▶ [Recorded data]:
──────

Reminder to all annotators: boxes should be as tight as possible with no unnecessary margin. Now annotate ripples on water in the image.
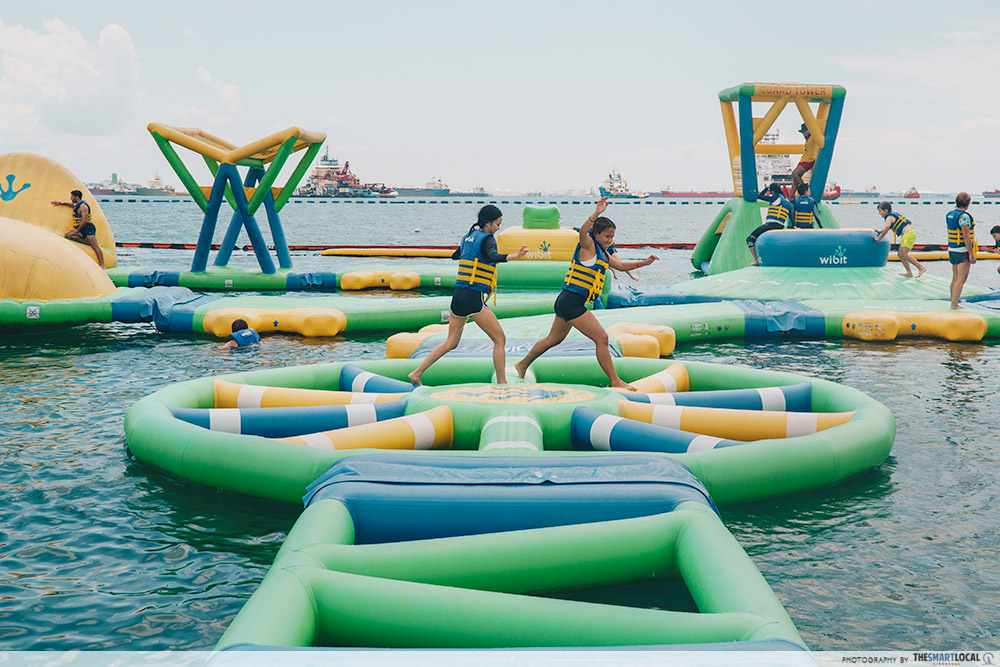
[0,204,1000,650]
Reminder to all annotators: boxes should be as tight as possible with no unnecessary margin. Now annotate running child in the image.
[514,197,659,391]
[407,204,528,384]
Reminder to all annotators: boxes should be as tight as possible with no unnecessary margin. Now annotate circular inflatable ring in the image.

──────

▶ [WHAT THE EXERCISE ASKS]: Output every line of the records above as a numbered list, skipping blank lines and leaving out the pictures.

▶ [SOLUTION FOR THIS TASK]:
1. Reminder to all annotators: boxes should be as tight as possible with no unnecessary margin. Now annotate ripples on water in the image.
2. [0,204,1000,650]
3. Reminder to all annotators: boxes should be as tight as possible with no unnecessary margin. Now annotate running child in the image.
4. [514,197,659,391]
5. [407,204,528,384]
6. Reminder to all annotators: boxes should be as tight as possible with no unnecessary margin. Now annotate circular inflatable ring in the image.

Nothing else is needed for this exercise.